··· EXTRACTED INFORMATION

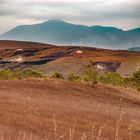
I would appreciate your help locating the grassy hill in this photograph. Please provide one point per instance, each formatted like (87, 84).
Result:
(66, 59)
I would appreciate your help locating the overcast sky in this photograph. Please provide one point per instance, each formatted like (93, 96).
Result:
(124, 14)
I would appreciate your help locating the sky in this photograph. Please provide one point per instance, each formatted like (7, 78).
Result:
(124, 14)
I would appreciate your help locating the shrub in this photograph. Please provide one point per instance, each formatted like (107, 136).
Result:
(91, 76)
(57, 75)
(112, 78)
(74, 77)
(29, 73)
(6, 74)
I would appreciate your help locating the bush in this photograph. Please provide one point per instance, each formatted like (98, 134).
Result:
(29, 73)
(74, 77)
(57, 75)
(6, 74)
(112, 78)
(91, 76)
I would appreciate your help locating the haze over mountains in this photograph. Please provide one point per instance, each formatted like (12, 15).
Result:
(63, 33)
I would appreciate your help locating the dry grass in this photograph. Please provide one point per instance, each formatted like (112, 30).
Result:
(60, 110)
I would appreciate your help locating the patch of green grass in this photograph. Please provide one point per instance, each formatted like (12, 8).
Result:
(57, 75)
(91, 76)
(74, 77)
(29, 73)
(112, 78)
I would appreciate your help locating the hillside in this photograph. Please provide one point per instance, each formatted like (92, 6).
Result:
(135, 49)
(67, 59)
(63, 33)
(40, 110)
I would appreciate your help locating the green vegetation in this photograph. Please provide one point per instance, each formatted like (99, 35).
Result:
(112, 78)
(74, 77)
(91, 76)
(17, 74)
(29, 73)
(6, 74)
(57, 75)
(136, 79)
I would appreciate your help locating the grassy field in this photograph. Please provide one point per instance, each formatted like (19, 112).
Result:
(62, 110)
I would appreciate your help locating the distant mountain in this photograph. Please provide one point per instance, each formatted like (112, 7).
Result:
(135, 49)
(63, 33)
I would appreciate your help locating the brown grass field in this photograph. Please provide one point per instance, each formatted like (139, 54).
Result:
(61, 110)
(49, 58)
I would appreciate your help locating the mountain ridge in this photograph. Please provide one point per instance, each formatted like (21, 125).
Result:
(63, 33)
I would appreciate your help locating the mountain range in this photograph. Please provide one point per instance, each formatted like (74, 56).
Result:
(62, 33)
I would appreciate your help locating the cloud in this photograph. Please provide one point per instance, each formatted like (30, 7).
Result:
(109, 12)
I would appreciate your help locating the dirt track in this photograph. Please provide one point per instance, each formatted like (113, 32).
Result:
(34, 106)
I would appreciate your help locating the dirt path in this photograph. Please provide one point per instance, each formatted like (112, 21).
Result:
(37, 106)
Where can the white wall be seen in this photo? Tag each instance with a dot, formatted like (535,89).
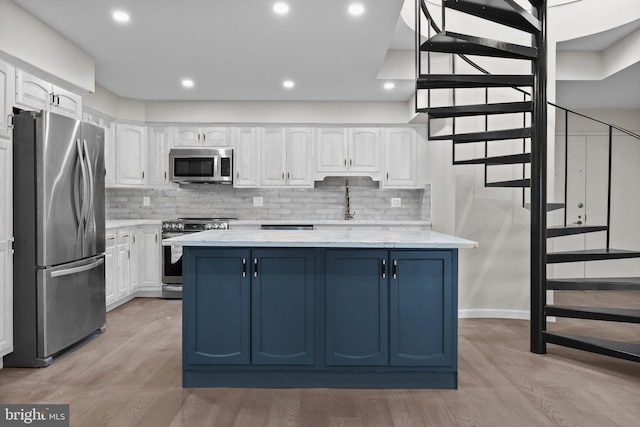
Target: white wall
(30,44)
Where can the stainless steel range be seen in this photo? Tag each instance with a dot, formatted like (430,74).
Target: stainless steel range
(172,255)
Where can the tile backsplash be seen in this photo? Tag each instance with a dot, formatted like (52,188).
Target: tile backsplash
(324,202)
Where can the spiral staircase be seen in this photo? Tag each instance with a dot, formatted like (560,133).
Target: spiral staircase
(533,134)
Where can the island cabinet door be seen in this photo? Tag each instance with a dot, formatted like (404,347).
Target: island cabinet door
(283,311)
(423,308)
(216,306)
(356,308)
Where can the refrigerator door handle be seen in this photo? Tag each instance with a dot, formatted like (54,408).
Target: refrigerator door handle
(75,270)
(87,159)
(85,196)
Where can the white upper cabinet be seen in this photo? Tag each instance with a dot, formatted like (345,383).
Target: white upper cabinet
(246,158)
(130,154)
(7,92)
(203,137)
(286,155)
(37,94)
(348,152)
(159,146)
(333,149)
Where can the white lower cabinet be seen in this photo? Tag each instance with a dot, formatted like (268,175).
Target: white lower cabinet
(150,259)
(110,268)
(132,263)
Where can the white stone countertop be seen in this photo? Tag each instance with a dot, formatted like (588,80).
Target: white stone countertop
(354,222)
(118,223)
(321,239)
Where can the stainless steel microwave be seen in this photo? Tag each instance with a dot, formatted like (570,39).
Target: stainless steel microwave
(201,165)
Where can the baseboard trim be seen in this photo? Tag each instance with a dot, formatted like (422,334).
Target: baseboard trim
(493,314)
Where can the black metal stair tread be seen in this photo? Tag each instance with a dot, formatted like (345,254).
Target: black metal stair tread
(450,42)
(621,350)
(550,206)
(497,160)
(590,255)
(567,230)
(476,110)
(595,283)
(506,12)
(627,315)
(451,81)
(510,184)
(492,135)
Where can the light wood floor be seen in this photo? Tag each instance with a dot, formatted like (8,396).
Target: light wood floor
(130,376)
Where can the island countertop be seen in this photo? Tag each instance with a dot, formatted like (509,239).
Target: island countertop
(321,239)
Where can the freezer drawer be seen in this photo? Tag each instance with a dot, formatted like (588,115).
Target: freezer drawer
(71,304)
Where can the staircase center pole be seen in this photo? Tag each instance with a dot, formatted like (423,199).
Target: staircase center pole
(539,187)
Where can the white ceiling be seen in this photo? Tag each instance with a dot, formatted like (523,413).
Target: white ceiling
(241,50)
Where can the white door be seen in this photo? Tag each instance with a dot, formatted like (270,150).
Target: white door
(216,137)
(298,155)
(273,156)
(364,144)
(32,92)
(158,156)
(246,158)
(332,150)
(7,78)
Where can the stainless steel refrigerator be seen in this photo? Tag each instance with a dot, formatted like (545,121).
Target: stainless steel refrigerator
(59,214)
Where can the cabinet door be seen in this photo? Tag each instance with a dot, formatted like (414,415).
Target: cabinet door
(66,103)
(6,249)
(356,308)
(130,154)
(216,136)
(188,137)
(150,264)
(122,263)
(246,158)
(283,307)
(423,308)
(110,269)
(400,158)
(332,150)
(134,260)
(273,150)
(216,301)
(298,155)
(32,92)
(158,156)
(7,93)
(364,145)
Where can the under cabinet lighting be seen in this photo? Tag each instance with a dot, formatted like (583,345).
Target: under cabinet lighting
(121,16)
(281,8)
(356,9)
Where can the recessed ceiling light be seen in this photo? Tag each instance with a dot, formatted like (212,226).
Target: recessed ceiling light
(281,8)
(356,9)
(121,16)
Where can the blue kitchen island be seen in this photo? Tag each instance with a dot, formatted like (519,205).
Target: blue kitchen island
(320,308)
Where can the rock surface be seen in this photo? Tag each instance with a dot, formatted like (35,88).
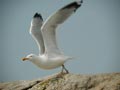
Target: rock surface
(110,81)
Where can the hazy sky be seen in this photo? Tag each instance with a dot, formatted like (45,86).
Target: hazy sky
(92,35)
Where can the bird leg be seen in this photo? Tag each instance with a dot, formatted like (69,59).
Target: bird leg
(63,68)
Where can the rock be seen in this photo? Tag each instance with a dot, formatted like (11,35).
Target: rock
(110,81)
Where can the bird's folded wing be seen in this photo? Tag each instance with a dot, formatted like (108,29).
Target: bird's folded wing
(50,25)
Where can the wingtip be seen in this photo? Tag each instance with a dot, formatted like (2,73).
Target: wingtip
(75,4)
(37,15)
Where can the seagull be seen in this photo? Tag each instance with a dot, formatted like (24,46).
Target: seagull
(44,33)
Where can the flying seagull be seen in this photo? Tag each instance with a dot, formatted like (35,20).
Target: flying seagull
(44,34)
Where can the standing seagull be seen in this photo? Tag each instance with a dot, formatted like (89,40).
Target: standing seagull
(45,36)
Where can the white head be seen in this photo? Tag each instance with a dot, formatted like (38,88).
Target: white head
(30,57)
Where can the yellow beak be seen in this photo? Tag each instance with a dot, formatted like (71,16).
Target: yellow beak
(24,59)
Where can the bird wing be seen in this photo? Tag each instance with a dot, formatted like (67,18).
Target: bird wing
(35,31)
(50,25)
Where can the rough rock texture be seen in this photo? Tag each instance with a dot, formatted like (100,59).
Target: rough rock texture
(110,81)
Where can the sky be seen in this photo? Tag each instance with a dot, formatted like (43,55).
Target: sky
(91,35)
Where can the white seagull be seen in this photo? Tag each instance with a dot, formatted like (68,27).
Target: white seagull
(45,36)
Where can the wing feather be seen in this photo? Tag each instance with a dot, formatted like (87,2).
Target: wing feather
(50,25)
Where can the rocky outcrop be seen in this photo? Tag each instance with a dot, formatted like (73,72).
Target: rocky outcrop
(110,81)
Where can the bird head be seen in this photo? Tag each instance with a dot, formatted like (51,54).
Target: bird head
(29,57)
(37,20)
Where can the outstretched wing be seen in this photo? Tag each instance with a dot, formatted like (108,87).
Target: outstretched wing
(35,31)
(50,25)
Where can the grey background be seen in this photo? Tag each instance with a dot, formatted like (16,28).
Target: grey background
(92,35)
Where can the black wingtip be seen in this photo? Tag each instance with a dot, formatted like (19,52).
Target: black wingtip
(75,4)
(37,15)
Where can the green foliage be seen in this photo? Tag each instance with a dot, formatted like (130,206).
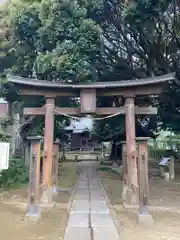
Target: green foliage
(89,40)
(15,176)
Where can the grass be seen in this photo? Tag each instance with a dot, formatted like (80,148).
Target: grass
(68,174)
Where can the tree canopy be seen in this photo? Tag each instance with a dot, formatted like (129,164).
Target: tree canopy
(90,40)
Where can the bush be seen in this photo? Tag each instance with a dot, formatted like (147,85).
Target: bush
(15,176)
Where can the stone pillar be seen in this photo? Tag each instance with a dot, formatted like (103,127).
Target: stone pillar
(56,150)
(144,216)
(132,192)
(34,178)
(48,150)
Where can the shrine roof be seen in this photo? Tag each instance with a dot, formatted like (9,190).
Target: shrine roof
(29,82)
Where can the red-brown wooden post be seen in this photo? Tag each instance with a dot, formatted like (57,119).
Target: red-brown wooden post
(132,192)
(56,150)
(48,149)
(125,176)
(144,214)
(34,177)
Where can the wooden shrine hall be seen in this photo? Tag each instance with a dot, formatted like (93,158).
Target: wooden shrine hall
(134,175)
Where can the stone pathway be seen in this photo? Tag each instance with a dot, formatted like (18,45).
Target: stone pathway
(90,218)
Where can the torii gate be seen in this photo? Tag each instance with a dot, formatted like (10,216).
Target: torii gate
(88,92)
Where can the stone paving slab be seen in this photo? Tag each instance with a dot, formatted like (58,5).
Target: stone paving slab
(99,234)
(99,207)
(79,233)
(80,206)
(89,211)
(82,197)
(78,220)
(103,221)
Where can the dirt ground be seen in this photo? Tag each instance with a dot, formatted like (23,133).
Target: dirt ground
(164,206)
(13,207)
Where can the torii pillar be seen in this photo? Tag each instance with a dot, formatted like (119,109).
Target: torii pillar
(48,150)
(132,183)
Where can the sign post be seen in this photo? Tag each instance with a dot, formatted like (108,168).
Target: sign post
(144,216)
(4,156)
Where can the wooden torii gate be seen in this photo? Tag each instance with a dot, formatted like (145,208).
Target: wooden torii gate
(88,93)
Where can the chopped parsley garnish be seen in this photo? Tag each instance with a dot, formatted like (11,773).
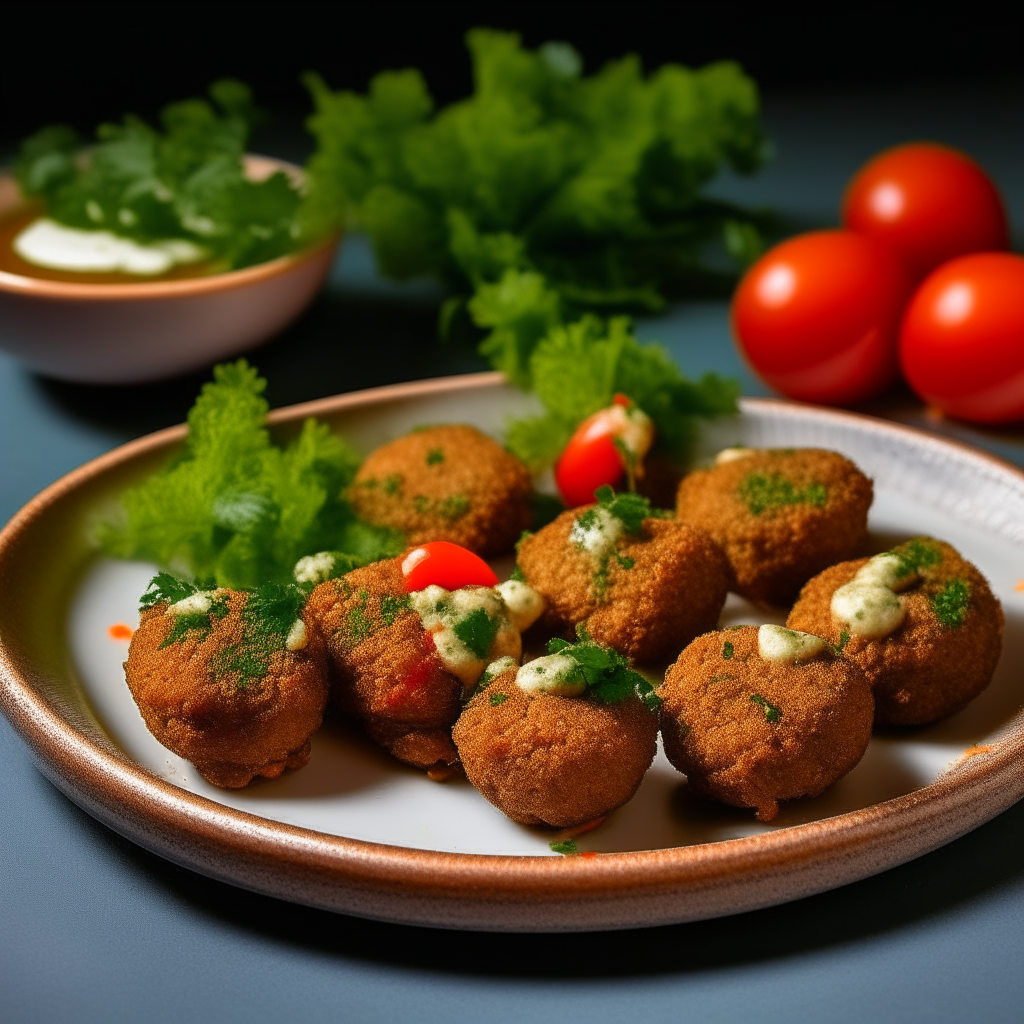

······

Your copy should consist only of the lines from the one containing "Where can the sign" through the last line of the entries above, reproduced exactly, without pictures.

### SOLUTION TO THIS EXERCISE
Where can the sign post be seen in this photo? Tag each instance with a dot, formatted like (108,168).
Target: sign post
(144,216)
(4,156)
Where can the wooden torii gate be seen in this photo? Tag each instance with a dot, formatted like (145,208).
Target: wooden torii gate
(88,93)
Where can the chopped parsley garnish be seen in this photo? Tag each instance with a dot, formatted like (11,773).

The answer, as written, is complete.